:: Selected extract ::
Economic sector (NOGA) of reemployed workers. N = 549

The proportion of workers reemployed in the manufacturing sector in our study exactly corresponds to a recent study on displaced manufacturing workers in Finland (Jolkkonen et al. 2012: 88). But while our result has been produced in a context of economic crisis with stagnation of the Swiss manufacturing sector, the Finnish study was conducted in a context of economic growth.

Although not all workers managed to return to the manufacturing sector, 70 % reemployment in the secondary sector seems to be a high proportion – especially if we consider that manufacturing accounts for less than a quarter of employment in Switzerland. This result thus indicates that job loss in the Swiss manufacturing sector does not necessarily force workers into low-qualified service jobs – so-called McJobs – but that they have robust prospects of returning to jobs in their pre-displacement sector.

6.3 Determinants of Sectoral Change

Do workers reemployed in manufacturing differ from those reemployed in services with respect to socio-demographic characteristics? We address this question by estimating a binomial probit model for being reemployed in services as compared to manufacturing using sex, education, tenure, occupation, duration of unemployment, age and plant as covariates.

Since not all displaced workers found a job, the reemployed workers are a selective group and the analysis of their reemployment sector may be biased. We test for this possibility by using Heckman selection correction analysis presented in Table A.2 in the Annex.2 The analysis suggests that selection into employment is not a major problem for our analysis of the reemployment sector (i.e. we obtain similar findings without the selection correction).
:::
:: Stored rows ::
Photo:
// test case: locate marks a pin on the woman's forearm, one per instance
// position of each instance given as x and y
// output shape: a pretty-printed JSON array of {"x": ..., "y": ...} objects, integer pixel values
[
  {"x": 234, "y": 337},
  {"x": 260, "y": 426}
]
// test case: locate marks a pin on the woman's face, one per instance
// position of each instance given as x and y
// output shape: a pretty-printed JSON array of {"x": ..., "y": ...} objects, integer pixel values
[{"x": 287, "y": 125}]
:::
:: Stored rows ::
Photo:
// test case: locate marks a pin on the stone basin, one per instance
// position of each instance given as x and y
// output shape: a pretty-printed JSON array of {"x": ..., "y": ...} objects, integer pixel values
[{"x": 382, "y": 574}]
:::
* **Task requirements**
(a) Quote the part of the reemployment study that opens with the words containing "Do workers reemployed" and closes with "plant as covariates.".
(b) Copy each line of the entries where the string "locate" appears, taking case into account.

* **The solutions**
(a)
Do workers reemployed in manufacturing differ from those reemployed in services with respect to socio-demographic characteristics? We address this question by estimating a binomial probit model for being reemployed in services as compared to manufacturing using sex, education, tenure, occupation, duration of unemployment, age and plant as covariates.

(b)
// test case: locate marks a pin on the woman's forearm, one per instance
// test case: locate marks a pin on the woman's face, one per instance
// test case: locate marks a pin on the stone basin, one per instance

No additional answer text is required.